Problem:
Please answer these questions using the seismic interpretation passage:
1. How many wells within the survey were sent to a third party for petrophysical analysis?
2. Which well sits at the intersection of the vertical sections in Figure 14?
3. Roughly how many feet does each 1 ms classified sample equate to in depth?

Provided passage:
One can see on the SOM the sweet spot within the B chalk and that there is a fair amount of small-scale structural relief present. These results aid in the resolution of structural offset within the reservoir away from well control which is critical for staying in a 20 to 30 foot zone when drilling horizontally. Each classified sample is 1 ms in thickness which converted to depth equates to roughly 7 feet.

Figure 14 shows the K2 curvature attribute co-rendered with the SOM results in vertical sections. The Rotharmel 11-33 is at the intersection of the vertical sections. The curvature is extracted at the middle of the B chalk and shows good agreement with the SOM. The entire B bench is represented by only 5-6 ms of seismic data.

Figure 14: Most negative curvature, K2 rendered at the middle of the B chalk. Vertical sections are an 8X8 instantaneous SOM Top Niobrara to Top Greenhorn. Seismic data is shown courtesy of GPI and FFG.

A Marl Results

Seven wells within the survey were sent to a third party for petrophysical analysis (Figure 15). The analysis identified zones of interest within the Niobrara marls which are typically considered source rocks. The calculations show a high TOC zone in the upper A marl which the analysis identifies as shale pay (Figure 16). A seismic cross-section of the 8X8 instantaneous SOM (Figure 16) through the three wells depicted shows that this zone is well imaged. The neurons can be isolated and volumetric calculations derived from the representative neurons.

Figure 15: Index map for wells used in petrophysical analysis (in red)

Figure 16: Petrophysical results and SOM for three wells in the study area. The TOC curve (Track 12) and Shale pay curve (Track 10), highlighted in yellow, indicate the Upper A marl is both a rich source rock and a potential shale reservoir. Seismic data is shown courtesy of GPI and FFG.

Excerpts of annotation records
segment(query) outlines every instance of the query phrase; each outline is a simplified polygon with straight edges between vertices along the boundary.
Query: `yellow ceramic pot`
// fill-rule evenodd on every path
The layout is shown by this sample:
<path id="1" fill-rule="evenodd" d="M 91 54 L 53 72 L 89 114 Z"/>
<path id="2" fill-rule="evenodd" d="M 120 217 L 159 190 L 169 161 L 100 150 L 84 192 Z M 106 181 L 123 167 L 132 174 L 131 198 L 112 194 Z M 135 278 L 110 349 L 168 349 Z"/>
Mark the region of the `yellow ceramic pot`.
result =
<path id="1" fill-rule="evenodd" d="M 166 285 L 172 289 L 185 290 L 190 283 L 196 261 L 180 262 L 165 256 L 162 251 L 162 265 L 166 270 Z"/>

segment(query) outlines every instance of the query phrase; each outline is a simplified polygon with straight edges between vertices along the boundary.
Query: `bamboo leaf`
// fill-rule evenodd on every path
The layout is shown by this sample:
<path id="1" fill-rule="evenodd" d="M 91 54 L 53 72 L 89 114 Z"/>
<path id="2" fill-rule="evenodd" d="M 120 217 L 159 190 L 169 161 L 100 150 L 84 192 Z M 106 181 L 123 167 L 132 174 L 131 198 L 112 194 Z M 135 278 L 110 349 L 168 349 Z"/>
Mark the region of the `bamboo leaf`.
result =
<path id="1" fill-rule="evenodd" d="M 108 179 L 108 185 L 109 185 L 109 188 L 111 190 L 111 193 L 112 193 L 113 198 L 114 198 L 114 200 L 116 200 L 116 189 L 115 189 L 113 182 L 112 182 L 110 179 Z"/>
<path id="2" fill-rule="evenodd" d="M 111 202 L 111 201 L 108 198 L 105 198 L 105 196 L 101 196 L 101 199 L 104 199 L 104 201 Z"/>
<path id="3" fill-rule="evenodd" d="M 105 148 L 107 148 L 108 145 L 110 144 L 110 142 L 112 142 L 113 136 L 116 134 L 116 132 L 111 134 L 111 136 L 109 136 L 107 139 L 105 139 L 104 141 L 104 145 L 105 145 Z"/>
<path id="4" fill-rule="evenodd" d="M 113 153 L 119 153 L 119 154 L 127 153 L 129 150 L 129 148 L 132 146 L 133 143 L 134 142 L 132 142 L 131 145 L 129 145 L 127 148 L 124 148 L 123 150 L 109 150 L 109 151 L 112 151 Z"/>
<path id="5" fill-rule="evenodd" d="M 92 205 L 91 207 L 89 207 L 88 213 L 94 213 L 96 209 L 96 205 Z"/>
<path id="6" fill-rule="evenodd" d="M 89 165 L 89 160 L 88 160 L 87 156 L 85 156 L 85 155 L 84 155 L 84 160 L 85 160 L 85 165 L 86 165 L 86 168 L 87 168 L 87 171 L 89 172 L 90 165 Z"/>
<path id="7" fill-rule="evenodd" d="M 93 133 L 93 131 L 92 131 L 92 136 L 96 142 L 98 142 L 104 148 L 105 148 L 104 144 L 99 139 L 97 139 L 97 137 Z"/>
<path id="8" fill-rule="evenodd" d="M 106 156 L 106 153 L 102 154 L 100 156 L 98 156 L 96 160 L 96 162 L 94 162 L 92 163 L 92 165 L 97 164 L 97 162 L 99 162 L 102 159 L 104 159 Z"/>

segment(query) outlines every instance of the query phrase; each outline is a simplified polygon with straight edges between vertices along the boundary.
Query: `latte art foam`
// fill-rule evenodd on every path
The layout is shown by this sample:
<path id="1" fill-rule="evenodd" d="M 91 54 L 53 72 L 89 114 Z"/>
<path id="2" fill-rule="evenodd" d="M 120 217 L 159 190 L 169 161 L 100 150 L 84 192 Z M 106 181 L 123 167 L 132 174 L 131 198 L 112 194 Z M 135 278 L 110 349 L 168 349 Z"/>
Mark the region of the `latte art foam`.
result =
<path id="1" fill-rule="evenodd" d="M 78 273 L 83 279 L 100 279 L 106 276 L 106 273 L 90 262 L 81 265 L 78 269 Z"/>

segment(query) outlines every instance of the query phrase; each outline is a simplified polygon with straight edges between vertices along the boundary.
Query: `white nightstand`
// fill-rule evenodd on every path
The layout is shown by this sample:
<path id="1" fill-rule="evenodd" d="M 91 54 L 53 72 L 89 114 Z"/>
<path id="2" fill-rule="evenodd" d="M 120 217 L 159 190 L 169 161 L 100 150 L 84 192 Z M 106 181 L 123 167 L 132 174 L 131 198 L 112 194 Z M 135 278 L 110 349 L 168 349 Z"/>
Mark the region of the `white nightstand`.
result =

Result below:
1. Seven wells.
2. The Rotharmel 11-33.
3. Roughly 7 feet.